DATA TO PROCESS
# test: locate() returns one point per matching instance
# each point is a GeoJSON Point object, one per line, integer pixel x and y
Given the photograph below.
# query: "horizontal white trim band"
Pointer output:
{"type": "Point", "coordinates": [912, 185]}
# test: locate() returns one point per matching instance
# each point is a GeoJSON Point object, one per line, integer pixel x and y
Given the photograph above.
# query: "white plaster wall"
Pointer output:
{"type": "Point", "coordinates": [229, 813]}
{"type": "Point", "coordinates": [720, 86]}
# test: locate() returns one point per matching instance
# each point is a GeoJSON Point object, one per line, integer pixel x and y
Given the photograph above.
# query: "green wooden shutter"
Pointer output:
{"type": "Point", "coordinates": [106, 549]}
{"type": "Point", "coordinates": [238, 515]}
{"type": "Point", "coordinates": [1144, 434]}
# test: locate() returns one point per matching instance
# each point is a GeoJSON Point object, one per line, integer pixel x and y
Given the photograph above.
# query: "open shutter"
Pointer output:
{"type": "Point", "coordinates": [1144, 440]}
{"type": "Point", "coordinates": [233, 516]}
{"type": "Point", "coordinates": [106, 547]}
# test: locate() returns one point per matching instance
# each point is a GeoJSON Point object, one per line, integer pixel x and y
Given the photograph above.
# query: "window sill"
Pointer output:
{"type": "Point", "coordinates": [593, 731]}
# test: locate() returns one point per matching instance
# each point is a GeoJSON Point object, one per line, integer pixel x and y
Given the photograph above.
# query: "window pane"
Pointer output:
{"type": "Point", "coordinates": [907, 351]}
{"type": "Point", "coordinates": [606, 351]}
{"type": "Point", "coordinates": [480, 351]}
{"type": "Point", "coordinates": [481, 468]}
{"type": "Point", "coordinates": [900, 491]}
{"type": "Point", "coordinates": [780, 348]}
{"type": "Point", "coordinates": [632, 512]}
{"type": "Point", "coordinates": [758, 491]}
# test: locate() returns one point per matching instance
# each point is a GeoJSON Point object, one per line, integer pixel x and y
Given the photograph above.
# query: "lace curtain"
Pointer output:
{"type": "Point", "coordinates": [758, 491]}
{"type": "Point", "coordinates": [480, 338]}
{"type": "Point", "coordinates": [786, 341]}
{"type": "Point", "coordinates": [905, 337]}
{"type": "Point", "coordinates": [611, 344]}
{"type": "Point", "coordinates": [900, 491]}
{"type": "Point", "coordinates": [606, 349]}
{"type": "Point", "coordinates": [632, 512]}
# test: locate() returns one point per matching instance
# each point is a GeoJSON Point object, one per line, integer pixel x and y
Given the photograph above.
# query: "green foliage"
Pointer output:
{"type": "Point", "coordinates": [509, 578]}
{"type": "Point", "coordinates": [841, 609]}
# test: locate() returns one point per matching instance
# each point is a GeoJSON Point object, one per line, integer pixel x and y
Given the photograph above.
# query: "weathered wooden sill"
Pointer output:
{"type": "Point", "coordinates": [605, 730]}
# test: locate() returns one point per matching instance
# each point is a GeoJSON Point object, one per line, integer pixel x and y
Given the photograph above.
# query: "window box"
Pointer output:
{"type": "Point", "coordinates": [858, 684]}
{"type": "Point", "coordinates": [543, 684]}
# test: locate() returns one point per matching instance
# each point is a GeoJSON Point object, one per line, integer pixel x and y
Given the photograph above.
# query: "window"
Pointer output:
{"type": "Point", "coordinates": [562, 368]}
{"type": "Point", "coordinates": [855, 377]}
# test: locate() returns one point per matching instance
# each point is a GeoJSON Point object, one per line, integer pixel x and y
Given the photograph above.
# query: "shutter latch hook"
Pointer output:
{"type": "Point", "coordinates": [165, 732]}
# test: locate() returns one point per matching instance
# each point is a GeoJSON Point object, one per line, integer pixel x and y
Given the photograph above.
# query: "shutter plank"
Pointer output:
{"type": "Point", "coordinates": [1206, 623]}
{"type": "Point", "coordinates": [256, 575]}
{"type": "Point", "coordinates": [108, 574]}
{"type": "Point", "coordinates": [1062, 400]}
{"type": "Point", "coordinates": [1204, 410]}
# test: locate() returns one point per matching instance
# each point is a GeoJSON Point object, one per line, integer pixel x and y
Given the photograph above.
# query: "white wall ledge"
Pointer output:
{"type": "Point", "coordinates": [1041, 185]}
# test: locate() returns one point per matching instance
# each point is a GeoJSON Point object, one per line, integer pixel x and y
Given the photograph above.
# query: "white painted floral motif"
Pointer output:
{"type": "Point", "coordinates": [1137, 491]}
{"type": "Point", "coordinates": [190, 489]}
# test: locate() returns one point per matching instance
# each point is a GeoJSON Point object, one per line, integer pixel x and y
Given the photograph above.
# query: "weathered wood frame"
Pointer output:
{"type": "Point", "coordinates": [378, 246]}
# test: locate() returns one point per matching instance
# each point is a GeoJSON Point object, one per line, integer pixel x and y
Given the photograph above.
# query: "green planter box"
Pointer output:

WHAT IS NEEDED
Hand back the material above in full, exactly as written.

THE RESULT
# test: locate() returns one point per matching instance
# each point is a GeoJSON Point object, one per line, integer pixel x and y
Given the photograph below.
# query: "horizontal white trim band"
Pointer output:
{"type": "Point", "coordinates": [912, 185]}
# test: locate() returns one point per matching instance
# each point is a GeoJSON Point object, one per line, integer pixel x and y
Given the photograph above.
# query: "white plaster wall"
Pointer output:
{"type": "Point", "coordinates": [229, 813]}
{"type": "Point", "coordinates": [720, 86]}
# test: locate() returns one point per matching instance
# each point is a GeoJSON Point object, one per line, integer pixel x and y
Given the photograph above.
# query: "green wooden shutter"
Pointer output:
{"type": "Point", "coordinates": [106, 549]}
{"type": "Point", "coordinates": [238, 515]}
{"type": "Point", "coordinates": [1144, 434]}
# test: locate() returns one point per matching instance
# each point is a GeoJSON Point object, one per line, integer pixel x and y
Given the photograph above.
# query: "open shutter"
Pointer output:
{"type": "Point", "coordinates": [1144, 440]}
{"type": "Point", "coordinates": [233, 516]}
{"type": "Point", "coordinates": [106, 547]}
# test: locate() returns one point per matching instance
# each point is a GeoJSON Point object, one per line, integer pixel x and y
Given the photograph above.
# query: "window sill"
Pointer output:
{"type": "Point", "coordinates": [593, 731]}
# test: locate() returns one point per matching instance
# each point is a GeoJSON Point object, one per line, integer pixel x and y
Given the photograph above.
# query: "window pane"
Pointer output:
{"type": "Point", "coordinates": [907, 351]}
{"type": "Point", "coordinates": [606, 351]}
{"type": "Point", "coordinates": [480, 351]}
{"type": "Point", "coordinates": [481, 468]}
{"type": "Point", "coordinates": [900, 491]}
{"type": "Point", "coordinates": [780, 348]}
{"type": "Point", "coordinates": [632, 512]}
{"type": "Point", "coordinates": [758, 491]}
# test: locate() returns one point per matching instance
# each point is a GeoJSON Point object, one per line, integer pixel x and y
Given the photograph above.
# query: "lace curtain"
Pointer output:
{"type": "Point", "coordinates": [758, 491]}
{"type": "Point", "coordinates": [480, 338]}
{"type": "Point", "coordinates": [786, 341]}
{"type": "Point", "coordinates": [905, 337]}
{"type": "Point", "coordinates": [611, 344]}
{"type": "Point", "coordinates": [900, 491]}
{"type": "Point", "coordinates": [606, 349]}
{"type": "Point", "coordinates": [632, 512]}
# test: locate() returns one point per matching instance
# each point is a GeoJSON Point object, one per line, integer pixel x and y
Given the photograph above.
# query: "green foliage"
Pointer output:
{"type": "Point", "coordinates": [509, 578]}
{"type": "Point", "coordinates": [841, 609]}
# test: locate() returns one point per matching instance
# each point is a GeoJSON Point object, one per line, integer pixel x and y
Given the photograph above.
# query: "weathered wooden sill"
Pointer output:
{"type": "Point", "coordinates": [605, 730]}
# test: locate() returns one point per matching instance
# each point is a GeoJSON Point object, one per line, integer pixel x and y
Given the photograph above.
# query: "window box"
Pointer output:
{"type": "Point", "coordinates": [858, 684]}
{"type": "Point", "coordinates": [543, 684]}
# test: locate() returns one point per matching instance
# each point is a GeoJSON Point object, one per line, integer pixel x and y
Given the photograph above.
# query: "window"
Pointer output:
{"type": "Point", "coordinates": [562, 368]}
{"type": "Point", "coordinates": [855, 377]}
# test: locate() returns one point per matching instance
# each point is a GeoJSON Point object, one per line, integer pixel x and y
Given the photograph above.
# query: "shutter latch hook"
Pointer output:
{"type": "Point", "coordinates": [165, 732]}
# test: locate() returns one point per matching instance
# each point is a GeoJSON Point object, one per line, integer pixel x and y
Given the photograph above.
# query: "shutter plank"
Pointer output:
{"type": "Point", "coordinates": [1206, 623]}
{"type": "Point", "coordinates": [256, 575]}
{"type": "Point", "coordinates": [108, 574]}
{"type": "Point", "coordinates": [1062, 400]}
{"type": "Point", "coordinates": [1204, 410]}
# test: locate() returns one point per matching instance
# each point is a GeoJSON Point object, one per line, integer pixel x and y
Given the photograph above.
# query: "white wall ledge"
Pointer output:
{"type": "Point", "coordinates": [1041, 185]}
# test: locate() returns one point per matching instance
# each point is a GeoJSON Point object, one per line, integer pixel x and y
Given the photograph above.
# query: "white painted floral motif"
Pointer output:
{"type": "Point", "coordinates": [1137, 491]}
{"type": "Point", "coordinates": [190, 489]}
# test: locate() returns one point per matching instance
# each point is a GeoJSON Point object, one per line, integer pixel x and y
Given the photograph above.
# query: "weathered wood frame"
Pointer output:
{"type": "Point", "coordinates": [378, 246]}
# test: locate() returns one point per matching instance
# each point is a GeoJSON Point object, one per line, integer pixel x and y
Given the photograph above.
# query: "green planter box"
Pointer output:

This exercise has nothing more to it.